*Data records*
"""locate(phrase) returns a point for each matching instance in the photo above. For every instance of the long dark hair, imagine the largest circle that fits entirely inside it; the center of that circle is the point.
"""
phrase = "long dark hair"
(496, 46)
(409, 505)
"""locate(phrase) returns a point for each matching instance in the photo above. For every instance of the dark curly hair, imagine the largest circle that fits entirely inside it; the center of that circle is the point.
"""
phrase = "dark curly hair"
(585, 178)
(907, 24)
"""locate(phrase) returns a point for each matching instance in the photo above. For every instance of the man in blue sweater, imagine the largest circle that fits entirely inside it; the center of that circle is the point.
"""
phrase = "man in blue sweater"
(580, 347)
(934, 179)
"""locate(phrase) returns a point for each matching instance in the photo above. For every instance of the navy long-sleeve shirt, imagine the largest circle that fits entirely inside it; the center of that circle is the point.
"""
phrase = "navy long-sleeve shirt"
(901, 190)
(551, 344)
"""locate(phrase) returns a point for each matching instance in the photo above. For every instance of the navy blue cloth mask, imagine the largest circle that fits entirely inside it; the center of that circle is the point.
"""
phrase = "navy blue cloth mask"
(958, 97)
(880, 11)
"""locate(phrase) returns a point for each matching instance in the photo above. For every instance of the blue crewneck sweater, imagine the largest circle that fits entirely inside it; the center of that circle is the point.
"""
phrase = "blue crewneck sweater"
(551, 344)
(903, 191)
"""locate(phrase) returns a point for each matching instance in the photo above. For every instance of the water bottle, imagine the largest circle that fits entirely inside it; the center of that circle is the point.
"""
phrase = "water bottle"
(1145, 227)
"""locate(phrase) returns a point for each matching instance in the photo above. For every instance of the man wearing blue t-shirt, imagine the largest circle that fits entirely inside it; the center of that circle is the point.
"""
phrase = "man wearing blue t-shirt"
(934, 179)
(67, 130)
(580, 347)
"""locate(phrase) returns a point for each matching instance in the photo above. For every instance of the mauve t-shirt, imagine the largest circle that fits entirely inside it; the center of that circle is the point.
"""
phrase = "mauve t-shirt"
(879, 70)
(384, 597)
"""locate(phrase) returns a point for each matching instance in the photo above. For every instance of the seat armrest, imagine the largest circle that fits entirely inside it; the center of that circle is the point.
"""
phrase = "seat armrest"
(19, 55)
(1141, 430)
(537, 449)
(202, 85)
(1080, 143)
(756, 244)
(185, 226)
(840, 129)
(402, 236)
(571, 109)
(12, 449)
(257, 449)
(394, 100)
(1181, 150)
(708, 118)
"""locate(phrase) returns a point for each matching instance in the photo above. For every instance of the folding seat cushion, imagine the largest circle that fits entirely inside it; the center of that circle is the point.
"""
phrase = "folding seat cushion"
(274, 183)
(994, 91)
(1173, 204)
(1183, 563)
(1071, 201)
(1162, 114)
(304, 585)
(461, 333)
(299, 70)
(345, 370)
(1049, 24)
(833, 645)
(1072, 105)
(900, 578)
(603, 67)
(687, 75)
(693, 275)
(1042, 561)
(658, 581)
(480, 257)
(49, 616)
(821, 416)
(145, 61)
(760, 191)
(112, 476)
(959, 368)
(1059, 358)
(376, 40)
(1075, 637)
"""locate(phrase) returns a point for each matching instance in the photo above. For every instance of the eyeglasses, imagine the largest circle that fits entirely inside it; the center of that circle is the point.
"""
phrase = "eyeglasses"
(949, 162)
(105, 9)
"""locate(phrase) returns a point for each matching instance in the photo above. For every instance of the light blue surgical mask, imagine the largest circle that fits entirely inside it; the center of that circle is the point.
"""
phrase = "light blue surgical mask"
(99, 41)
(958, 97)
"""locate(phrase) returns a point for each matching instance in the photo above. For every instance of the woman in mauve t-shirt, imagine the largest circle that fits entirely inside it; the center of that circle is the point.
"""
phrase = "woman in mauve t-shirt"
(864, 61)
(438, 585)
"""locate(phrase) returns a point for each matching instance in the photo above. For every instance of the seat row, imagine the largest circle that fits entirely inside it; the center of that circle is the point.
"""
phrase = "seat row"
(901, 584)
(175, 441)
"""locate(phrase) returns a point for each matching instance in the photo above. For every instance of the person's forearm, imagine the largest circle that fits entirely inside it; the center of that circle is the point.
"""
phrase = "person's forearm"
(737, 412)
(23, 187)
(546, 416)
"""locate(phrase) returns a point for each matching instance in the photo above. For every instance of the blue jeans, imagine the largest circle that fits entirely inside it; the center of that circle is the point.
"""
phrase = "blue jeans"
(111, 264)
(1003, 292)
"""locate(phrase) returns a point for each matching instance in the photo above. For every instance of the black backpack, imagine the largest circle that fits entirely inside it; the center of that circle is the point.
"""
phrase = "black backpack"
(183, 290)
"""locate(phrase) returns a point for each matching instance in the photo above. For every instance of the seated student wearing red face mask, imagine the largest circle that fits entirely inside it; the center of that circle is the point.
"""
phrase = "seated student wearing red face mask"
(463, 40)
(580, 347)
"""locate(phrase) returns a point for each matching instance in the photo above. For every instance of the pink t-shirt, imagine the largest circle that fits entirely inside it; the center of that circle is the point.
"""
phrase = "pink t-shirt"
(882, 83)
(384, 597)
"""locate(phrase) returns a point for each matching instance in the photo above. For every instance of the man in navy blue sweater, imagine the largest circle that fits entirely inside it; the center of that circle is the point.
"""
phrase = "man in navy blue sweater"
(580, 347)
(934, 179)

*Work instructions*
Please write the entries out again exactly as they stand.

*Response to this exercise*
"""locate(phrase) returns a point for each matching instance in the photo above. For every instance of the long dark hair, imagine the largest circle that fits entirely inside it; the center of that circle is the point.
"""
phrase = "long dark hair"
(496, 46)
(409, 505)
"""locate(phrase) returns a point for each matching instance in the photo above. For every instance of the dark curly hair, imagine the largest circle that fits entirely inside it; the center of that circle is the point.
"""
phrase = "dark curly hair"
(585, 178)
(907, 24)
"""locate(phrase) returns a point for each matching instance in the photo above. For every instance of the man in blue sweater, imagine the largest circle that fits entirely inside it; the center of that circle is the point.
"""
phrase = "man in blue sweater"
(580, 347)
(934, 179)
"""locate(phrase) returns a point for each matching instance in the photo above. For every instance of the navy long-sleeve shirt, imagine the largest circle that fits entirely inside it; the center of that circle is the point.
"""
phrase = "navy long-sleeve shirt"
(901, 190)
(551, 344)
"""locate(phrase) returns a point for each matching instance in the photo above. For every instance of the navy blue cloth mask, imagine the largest circle that fits entirely inside it; the center of that circle is the point.
"""
phrase = "navy blue cloth mask"
(958, 97)
(880, 11)
"""locate(phrase) returns a point for each matching instance in the photo above. For every instance of the blue crewneck sweater, imagine the largest circle that fits entirely inside it; the center of that circle is the point.
"""
phrase = "blue crewneck sweater"
(551, 344)
(903, 191)
"""locate(phrase) returns a point for each matching instance in the photo above. For every instance of the water bottle, imagine the largest circle that fits entirely inside it; the center of that circle is the point.
"""
phrase = "water bottle"
(1145, 227)
"""locate(phrase) returns a point for each matching instance in the photo above. For every instance of the man wearing blue t-shirt, imagine the largest circle that fits entirely inside it; the center of that circle is the point.
"""
phrase = "man wearing blue t-shirt"
(934, 179)
(67, 130)
(580, 347)
"""locate(phrase) returns a point for each matching instance in the photo above. For every instance of the mauve t-shirt, imagine the largest circle that fits entirely inside it; the center of that circle is the point.
"""
phrase = "mauve t-shirt"
(879, 70)
(384, 597)
"""locate(phrase) returns a point for each matching instance in the photo above. For every instance of the seat armrest, imagine the largest circle that fits entirely inside it; the center of that circle is the point.
"""
phrase = "seat armrest"
(19, 55)
(1141, 430)
(537, 449)
(202, 85)
(1080, 143)
(756, 244)
(185, 226)
(840, 129)
(402, 236)
(571, 109)
(12, 449)
(257, 449)
(394, 100)
(1181, 150)
(708, 118)
"""locate(phrase) returns a point for each matching instance in the photo above. For every instance of the folding seat cushion, imagine the largest circle that fits entirely inside it; the center of that circle is the point.
"""
phrase = "folding seat cushion"
(274, 183)
(994, 91)
(1173, 204)
(1183, 563)
(1071, 201)
(1162, 114)
(304, 585)
(461, 333)
(299, 70)
(345, 370)
(1049, 24)
(833, 645)
(1072, 105)
(900, 578)
(603, 67)
(687, 75)
(693, 275)
(1042, 561)
(658, 581)
(480, 257)
(49, 616)
(821, 416)
(145, 61)
(760, 191)
(112, 476)
(959, 368)
(1059, 358)
(376, 40)
(1075, 637)
"""locate(phrase) returns a point for each matching instance in the photo above. For every instance of the eyeglasses, imagine the largest circle that fits entirely inside it; the center of that circle is the point.
"""
phrase = "eyeglasses"
(949, 162)
(105, 9)
"""locate(phrase) returns a point for each matching instance in the photo above. For every instance of the light blue surgical mask, imagine the largest circle that fits entirely inside it; the center of that circle is the point.
"""
phrase = "light blue surgical mask"
(99, 41)
(958, 97)
"""locate(phrase) returns a point for each matching instance in the photo above. For every instance of the woman in mauve t-shirt, imagine the largest circle that fits entirely inside it; the center of that circle is the point.
"""
phrase = "woman in mauve t-shirt"
(864, 61)
(438, 585)
"""locate(phrase) returns a point for each matching instance in the photo above. For every instance of the seat row, imagine the largest circle that fits entirely inside it; the center of that circle is the point.
"""
phrase = "seat row"
(901, 584)
(175, 441)
"""locate(phrase) returns a point for each matching instance in the photo above. For every instance of the person's forearm, imagine the largest circle that fits entirely inside it; the center of that circle is the point.
"""
phrase = "person's forearm"
(737, 412)
(23, 187)
(546, 416)
"""locate(phrase) returns a point for each matching instance in the photo above. For every instance of the blue jeans, imagine the largest circle that fits entirely inside it; the center of that circle is the point.
"""
phrase = "blue jeans"
(111, 264)
(1003, 292)
"""locate(phrase) returns a point for each matching instance in the photo above. For every instance of the black backpack, imagine the largest circle that fits entirely inside it; the center of that circle is the point.
"""
phrase = "black backpack"
(183, 290)
"""locate(phrase) returns a point for each matching instance in the photo above. For every instance of the seated student wearing red face mask, imagine the largest circle that fits entirely inside it; the center of that circle is the point.
"""
phrase = "seated student wearing red face mask"
(463, 40)
(580, 347)
"""locate(phrase) returns a point for each matching instance in the photo above. For every instance of the pink t-shirt, imagine the largest circle that fits entirely inside it; the center of that circle is the point.
"""
phrase = "pink t-shirt"
(882, 83)
(384, 597)
"""locate(phrase) returns a point for each matching instance in the photo above. For every instance of the man in navy blue sweater, imagine the largest circle that fits entirely inside it; the center of that circle is the point.
"""
phrase = "man in navy blue sweater"
(580, 347)
(934, 179)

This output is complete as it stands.